▸ Extrait du document
◆ ◆ ◆ ◆

Les marins sont d'actualité. Les terribles combats que Russes et Japonais viennent de se livrer dans le détroit de Corée, les fêtes données à Cherbourg et dans plusieurs autres ports européens en l'honneur des escadres de guerre ont appelé l'attention du public sur la vie et les mœurs des rudes gens de mer. Les marins sont tous de fervents croyants, des superstitieux mêmes. Ce sont les plus pittoresques parmi leurs superstitions qu'il nous a semblé intéressant de conter à nos lecteurs.


Au nombre des superstitions particulières aux marins, ces éternels rêveurs, il en est qui reposent sur des faits certains.

Le serpent de mer. Les rats.

Le serpent de mer, par exemple, a peut-être plus de réalité que ne le croient les terriens: la faune sous-marine demeure assez mal connue, et elle abonde en monstres extraordinaires.
De même de cas des rats qui, dit-on, déserteraient toujours un navire sur le point de sombrer, n'est pas absurde: ces rongeurs resteront n'importe où tant qu'ils trouvent de quoi se nourrir, mais ils ont en horreur les endroits où ils ne se trouvent pas au sec: la cale humide d'un navire qui fait eau les chasse.

Les chats.

◆ ◆ ◆ ◆

▸ Entrées sources
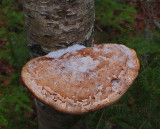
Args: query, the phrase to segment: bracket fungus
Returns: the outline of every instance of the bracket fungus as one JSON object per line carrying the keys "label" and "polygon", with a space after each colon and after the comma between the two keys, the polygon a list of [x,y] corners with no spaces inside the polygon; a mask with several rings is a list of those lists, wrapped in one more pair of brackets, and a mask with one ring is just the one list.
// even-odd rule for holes
{"label": "bracket fungus", "polygon": [[113,104],[132,85],[140,68],[136,52],[120,44],[68,49],[51,57],[30,60],[22,69],[22,79],[40,101],[69,114]]}

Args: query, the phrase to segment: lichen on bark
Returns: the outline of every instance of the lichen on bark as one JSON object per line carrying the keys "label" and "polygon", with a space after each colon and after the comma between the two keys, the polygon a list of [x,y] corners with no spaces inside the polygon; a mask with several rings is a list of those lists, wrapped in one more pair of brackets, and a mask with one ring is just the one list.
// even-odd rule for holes
{"label": "lichen on bark", "polygon": [[44,52],[92,46],[94,0],[23,0],[29,46]]}
{"label": "lichen on bark", "polygon": [[[31,58],[73,44],[93,45],[94,0],[23,0],[23,8]],[[36,106],[39,129],[70,129],[70,123],[88,128],[86,115],[60,113],[37,99]]]}

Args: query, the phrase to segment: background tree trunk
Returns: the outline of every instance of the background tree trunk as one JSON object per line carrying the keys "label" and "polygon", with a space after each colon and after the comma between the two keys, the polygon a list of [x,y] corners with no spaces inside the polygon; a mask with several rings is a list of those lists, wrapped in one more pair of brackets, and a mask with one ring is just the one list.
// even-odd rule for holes
{"label": "background tree trunk", "polygon": [[23,0],[23,5],[32,57],[73,44],[92,46],[94,0]]}
{"label": "background tree trunk", "polygon": [[[73,44],[93,45],[94,0],[23,0],[31,58]],[[86,115],[56,111],[35,99],[39,129],[87,129]]]}

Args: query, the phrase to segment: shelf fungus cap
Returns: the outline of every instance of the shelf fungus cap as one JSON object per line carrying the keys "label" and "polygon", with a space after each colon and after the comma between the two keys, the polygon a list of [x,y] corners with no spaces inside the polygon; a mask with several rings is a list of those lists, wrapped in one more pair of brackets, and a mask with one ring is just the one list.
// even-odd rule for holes
{"label": "shelf fungus cap", "polygon": [[58,111],[91,112],[119,100],[138,75],[136,52],[120,44],[102,44],[39,57],[22,69],[22,79],[33,95]]}

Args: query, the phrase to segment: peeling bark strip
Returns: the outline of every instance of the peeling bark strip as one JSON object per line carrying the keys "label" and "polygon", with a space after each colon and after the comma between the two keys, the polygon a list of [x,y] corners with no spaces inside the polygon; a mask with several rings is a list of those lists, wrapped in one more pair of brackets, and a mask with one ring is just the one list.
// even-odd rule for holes
{"label": "peeling bark strip", "polygon": [[[31,58],[73,44],[93,45],[94,0],[23,0]],[[64,114],[36,100],[39,129],[87,129],[85,115]]]}
{"label": "peeling bark strip", "polygon": [[29,46],[44,52],[92,46],[94,0],[23,0]]}

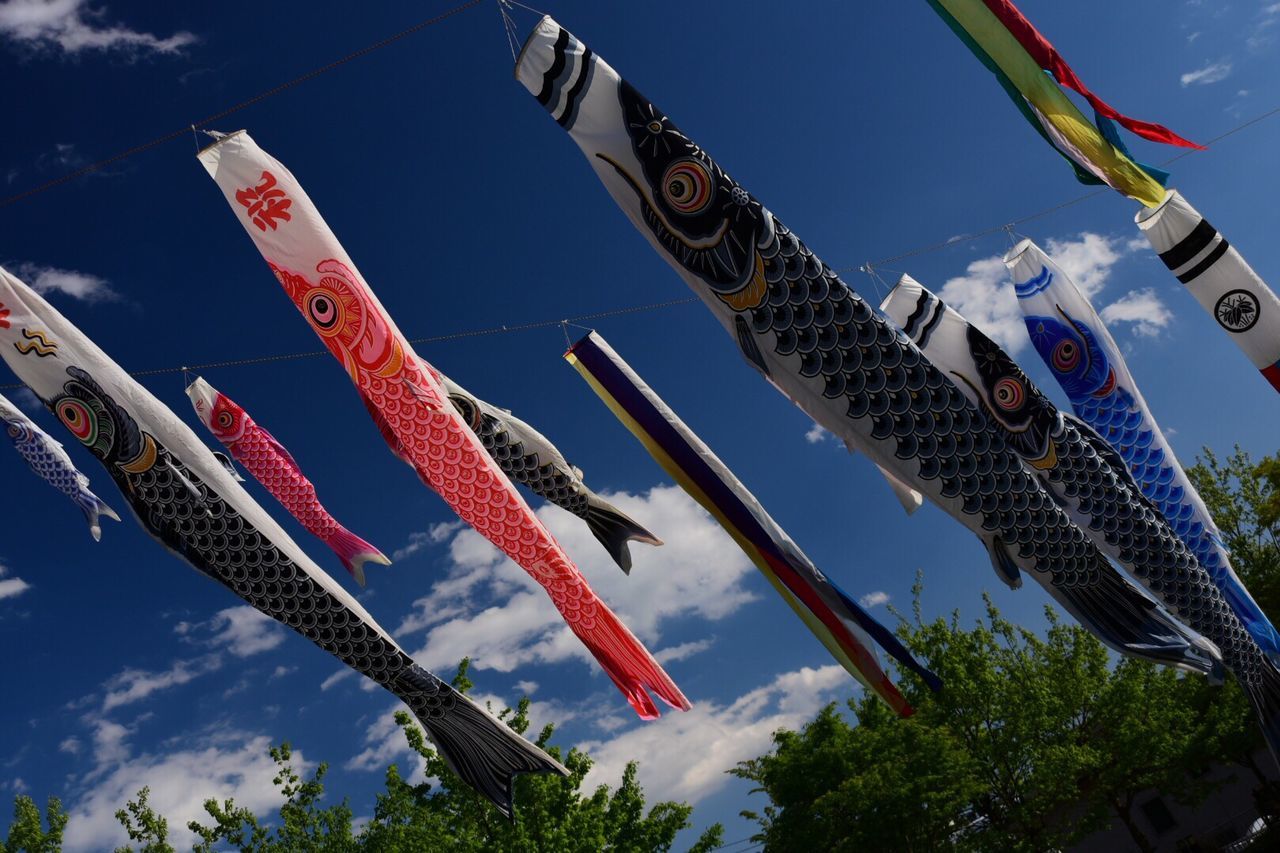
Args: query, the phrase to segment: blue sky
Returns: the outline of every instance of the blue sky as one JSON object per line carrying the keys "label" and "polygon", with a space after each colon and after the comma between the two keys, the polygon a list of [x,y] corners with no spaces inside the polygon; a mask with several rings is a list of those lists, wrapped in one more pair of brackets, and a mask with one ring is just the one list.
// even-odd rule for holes
{"label": "blue sky", "polygon": [[[1280,5],[1025,0],[1024,12],[1123,111],[1206,140],[1280,101]],[[0,193],[128,149],[413,23],[442,4],[0,3]],[[1082,192],[925,3],[744,0],[641,5],[562,0],[550,12],[662,106],[836,268],[998,225]],[[521,13],[522,26],[534,17]],[[520,324],[687,296],[564,133],[511,77],[493,4],[257,104],[248,128],[307,187],[411,336]],[[1270,119],[1180,160],[1174,184],[1253,266],[1280,279]],[[1172,150],[1134,142],[1160,161]],[[180,138],[0,209],[0,263],[51,293],[128,369],[317,348]],[[1020,225],[1050,248],[1130,350],[1152,409],[1190,461],[1208,444],[1275,450],[1276,397],[1139,238],[1135,204],[1107,193]],[[900,261],[1001,336],[1061,400],[1007,305],[1001,233]],[[881,287],[846,280],[878,301]],[[1138,306],[1137,309],[1134,306]],[[1125,318],[1140,318],[1132,321]],[[599,330],[755,491],[814,561],[872,601],[929,616],[980,613],[988,590],[1042,622],[1043,592],[998,584],[959,524],[908,519],[874,469],[748,369],[700,305],[602,320]],[[641,760],[654,798],[750,834],[759,807],[723,770],[769,733],[854,693],[728,539],[561,361],[541,329],[419,352],[549,435],[594,488],[667,540],[623,578],[585,526],[539,510],[602,596],[658,651],[695,710],[640,724],[559,642],[543,593],[499,561],[403,464],[332,359],[210,369],[300,460],[334,515],[396,565],[362,601],[442,674],[476,658],[477,692],[535,699],[564,744],[599,758],[593,783]],[[0,379],[6,383],[9,379]],[[146,384],[196,420],[180,374]],[[23,402],[23,396],[14,394]],[[28,401],[28,409],[29,401]],[[51,433],[60,426],[36,414]],[[198,428],[197,428],[198,429]],[[123,501],[78,447],[73,457]],[[266,745],[329,761],[369,815],[380,770],[407,761],[396,704],[303,639],[154,544],[132,521],[95,544],[78,512],[0,453],[0,793],[59,794],[72,847],[116,843],[111,813],[143,784],[180,826],[206,795],[275,804]],[[321,565],[328,549],[250,491]],[[535,502],[536,505],[536,502]],[[890,619],[882,605],[876,611]]]}

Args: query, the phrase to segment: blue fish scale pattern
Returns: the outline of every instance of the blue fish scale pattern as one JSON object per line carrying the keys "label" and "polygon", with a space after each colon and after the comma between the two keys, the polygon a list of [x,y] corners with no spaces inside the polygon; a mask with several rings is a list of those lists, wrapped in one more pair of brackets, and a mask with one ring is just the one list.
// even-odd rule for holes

◆ ◆ ◆ ◆

▸ Consignes
**A)** Répondez à ces questions d'après l'extrait sur les superstitions des marins :
(i) Dans quel lieu Russes et Japonais viennent-ils de se livrer de terribles combats ?
(ii) Selon l'extrait, pourquoi le serpent de mer a-t-il peut-être plus de réalité que ne le croient les terriens ?
(iii) Qu'est-ce qui chasse les rats d'un navire ?
**B)** Indiquez seulement le nombre de lignes des entrées qui contiennent la chaîne « query », en respectant la casse.

▸ Réponses rédigées
**A)**
(i) Dans le détroit de Corée.
(ii) Parce que la faune sous-marine demeure assez mal connue et qu'elle abonde en monstres extraordinaires.
(iii) La cale humide d'un navire qui fait eau.

**B)** 7